DATA FOR THIS EXERCISE:
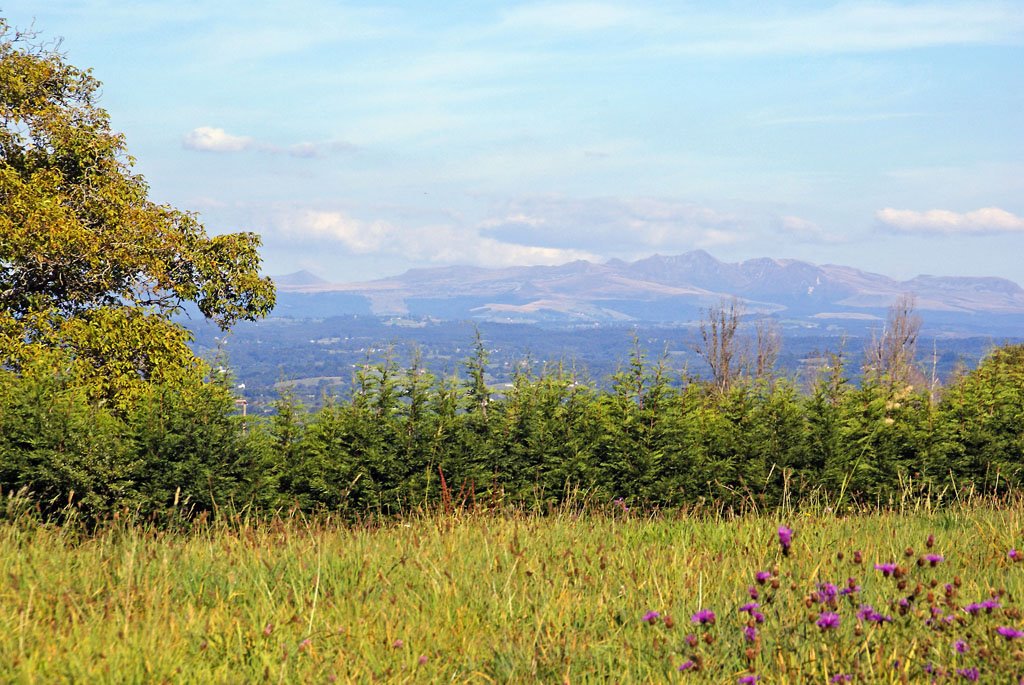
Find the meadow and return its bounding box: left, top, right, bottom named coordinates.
left=0, top=501, right=1024, bottom=683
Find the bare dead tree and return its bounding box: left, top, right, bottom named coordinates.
left=865, top=293, right=922, bottom=389
left=754, top=318, right=782, bottom=381
left=694, top=298, right=742, bottom=393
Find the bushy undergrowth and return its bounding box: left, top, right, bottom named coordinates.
left=0, top=346, right=1024, bottom=521
left=0, top=501, right=1024, bottom=683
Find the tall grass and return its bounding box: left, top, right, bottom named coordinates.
left=0, top=503, right=1024, bottom=683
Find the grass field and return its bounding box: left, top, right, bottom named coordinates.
left=0, top=504, right=1024, bottom=683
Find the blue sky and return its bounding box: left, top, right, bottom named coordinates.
left=0, top=0, right=1024, bottom=284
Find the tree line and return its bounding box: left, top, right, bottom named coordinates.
left=0, top=18, right=1024, bottom=521
left=0, top=311, right=1024, bottom=519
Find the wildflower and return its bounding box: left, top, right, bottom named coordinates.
left=857, top=604, right=893, bottom=624
left=814, top=611, right=840, bottom=631
left=690, top=609, right=715, bottom=626
left=778, top=525, right=793, bottom=557
left=818, top=583, right=839, bottom=604
left=964, top=599, right=1001, bottom=616
left=995, top=626, right=1024, bottom=640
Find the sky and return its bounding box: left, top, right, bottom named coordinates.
left=0, top=0, right=1024, bottom=285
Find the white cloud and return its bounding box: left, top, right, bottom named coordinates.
left=181, top=126, right=355, bottom=158
left=282, top=210, right=396, bottom=254
left=480, top=196, right=743, bottom=255
left=181, top=126, right=253, bottom=153
left=777, top=215, right=843, bottom=243
left=502, top=2, right=641, bottom=32
left=876, top=207, right=1024, bottom=236
left=274, top=204, right=599, bottom=266
left=663, top=2, right=1024, bottom=56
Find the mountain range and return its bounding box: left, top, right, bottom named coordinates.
left=275, top=250, right=1024, bottom=333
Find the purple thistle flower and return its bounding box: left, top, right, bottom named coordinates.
left=778, top=525, right=793, bottom=556
left=814, top=611, right=840, bottom=631
left=690, top=609, right=715, bottom=626
left=964, top=599, right=1002, bottom=616
left=818, top=583, right=839, bottom=604
left=995, top=626, right=1024, bottom=640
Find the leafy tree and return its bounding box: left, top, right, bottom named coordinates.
left=0, top=19, right=274, bottom=399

WRITTEN INSTRUCTION:
Rewrite every row from the one containing "Find the bare" down to the one containing "left=0, top=503, right=1024, bottom=683", both included, leaving the requests unchanged and offsetting each bounding box coordinate in the answers by -130.

RESPONSE TO THE TASK:
Find the bare dead tree and return its bounding box: left, top, right, bottom named coordinates.
left=735, top=163, right=792, bottom=259
left=624, top=188, right=652, bottom=251
left=564, top=168, right=612, bottom=263
Find the bushy undergrowth and return its bounding box: left, top, right, bottom named coordinates.
left=-130, top=216, right=894, bottom=391
left=-130, top=371, right=894, bottom=553
Find the tall grass and return its bounding box: left, top, right, bottom named coordinates.
left=-130, top=373, right=894, bottom=553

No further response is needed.